*Consignes et exercices:*
1. Relevez dans le récit de la réunion tous les nombres cardinaux supérieurs à un écrits en toutes lettres, avec le nom qui les accompagne s'il y en a un.
2. Recopiez sans aucune modification le passage du récit de la réunion allant de « Le mec ne répond » jusqu'à « plus large ! ».

*Texte fourni:*
Silence épais, grondement sourd (comme des pousses de bambous en pleine ramification). Quelqu’un lève la main, mais le mec au micro dit

« Ah non ! Y a pas de question ! Je l’ai dit au début! C’est pas un débat ni un échange ! Sinon c’est pas la règle du jeu » (ah oui, c’est vrai que c’est un jeu, mince, j’avais déjà oublié)

mais le peuple bruyant insiste, et même si le mec garde son micro près de lui – j’ai dit pas de question et puis d’abord, c’est moi qui ai la plus grosse b… euh voix- ben nous, on s’en fout parce qu’on sait se faire entendre sans micro alors y en a un qui se lève qui dit

Et combien ça va coûter cette merde ?

(il y est allé un peu fort, mais bon, fallait pas l’empêcher de parler pendant trois quart d’heures aussi)

Le mec ne répond pas mais quelqu’un (depuis le gradin) répond

Quinze mille euros (cris aiguës d’indignation) et là le mec du cabinet dit

Non mais écoutez (oui oui, on écoute, on écoute) moi je suis transparent, mais je voulais pas que les choses soient trop diffusées parce que normalement ça coûte le double (ah, en fait il nous fait une promo, peut-être qu’on est un village test, à moins qu’on soit en solde…) et une autre enchaîne et dit

Mais quinze personnes pour faire l’étude de territoire (elle a l’air d’avoir mieux compris que moi), c’est pas assez, il faut commencer plus large !

Et là le mec dit

Mais enfin, on va pas prendre des décisions à cent non plus, sinon on n’arrive à aucun résultat (mince, je croyais que c’était le chemin qui comptait, pas le résultat, j’ai encore dû louper une marche) et un autre qui dit

Mais nous, en fait, on se demande : est-ce qu’on a besoin de vous (là tout le monde applaudit, j’adore) et lui répond

Mais Si! Mais bien sûr que vous avez besoin de moi ! Parce que moi, moi je suis neutre et aussi parce que nul n’est prophète en son pays (je suis sûre que ça à avoir avec le troisième testament, ouf, là j’ai compris)

*Données fournies:*

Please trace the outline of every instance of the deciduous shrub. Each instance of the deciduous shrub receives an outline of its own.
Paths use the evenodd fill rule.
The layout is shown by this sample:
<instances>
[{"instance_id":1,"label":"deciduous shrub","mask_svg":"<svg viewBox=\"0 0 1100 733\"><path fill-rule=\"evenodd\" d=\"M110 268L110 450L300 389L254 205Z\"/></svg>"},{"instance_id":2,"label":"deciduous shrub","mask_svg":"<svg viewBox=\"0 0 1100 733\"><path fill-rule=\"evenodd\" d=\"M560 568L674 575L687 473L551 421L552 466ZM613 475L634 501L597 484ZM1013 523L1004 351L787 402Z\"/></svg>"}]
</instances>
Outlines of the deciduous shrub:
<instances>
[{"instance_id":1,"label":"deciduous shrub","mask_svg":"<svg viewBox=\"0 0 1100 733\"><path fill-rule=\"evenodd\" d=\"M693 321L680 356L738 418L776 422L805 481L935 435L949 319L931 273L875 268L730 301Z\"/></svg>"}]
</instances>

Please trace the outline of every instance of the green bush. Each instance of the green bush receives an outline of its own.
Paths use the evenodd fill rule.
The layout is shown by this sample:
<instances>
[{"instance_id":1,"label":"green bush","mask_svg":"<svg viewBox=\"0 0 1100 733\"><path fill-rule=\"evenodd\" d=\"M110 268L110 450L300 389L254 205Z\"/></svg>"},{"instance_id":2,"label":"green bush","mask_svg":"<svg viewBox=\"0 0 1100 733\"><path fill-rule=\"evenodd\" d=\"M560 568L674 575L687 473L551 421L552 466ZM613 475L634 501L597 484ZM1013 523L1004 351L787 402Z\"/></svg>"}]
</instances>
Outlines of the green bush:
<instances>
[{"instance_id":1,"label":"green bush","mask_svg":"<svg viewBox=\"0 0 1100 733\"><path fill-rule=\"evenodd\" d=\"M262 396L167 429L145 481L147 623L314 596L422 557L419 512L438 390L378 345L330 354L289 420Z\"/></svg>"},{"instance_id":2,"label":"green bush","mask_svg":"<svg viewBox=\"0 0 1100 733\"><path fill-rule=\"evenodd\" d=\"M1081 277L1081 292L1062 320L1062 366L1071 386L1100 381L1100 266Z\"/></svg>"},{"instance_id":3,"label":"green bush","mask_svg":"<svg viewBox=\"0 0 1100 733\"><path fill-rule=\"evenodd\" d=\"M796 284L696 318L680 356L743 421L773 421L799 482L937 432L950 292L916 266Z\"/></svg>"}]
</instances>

*Résultats par consigne:*
1. trois quart d'heures ; quinze mille euros ; quinze personnes ; cent

2.
Le mec ne répond pas mais quelqu’un (depuis le gradin) répond

Quinze mille euros (cris aiguës d’indignation) et là le mec du cabinet dit

Non mais écoutez (oui oui, on écoute, on écoute) moi je suis transparent, mais je voulais pas que les choses soient trop diffusées parce que normalement ça coûte le double (ah, en fait il nous fait une promo, peut-être qu’on est un village test, à moins qu’on soit en solde…) et une autre enchaîne et dit

Mais quinze personnes pour faire l’étude de territoire (elle a l’air d’avoir mieux compris que moi), c’est pas assez, il faut commencer plus large !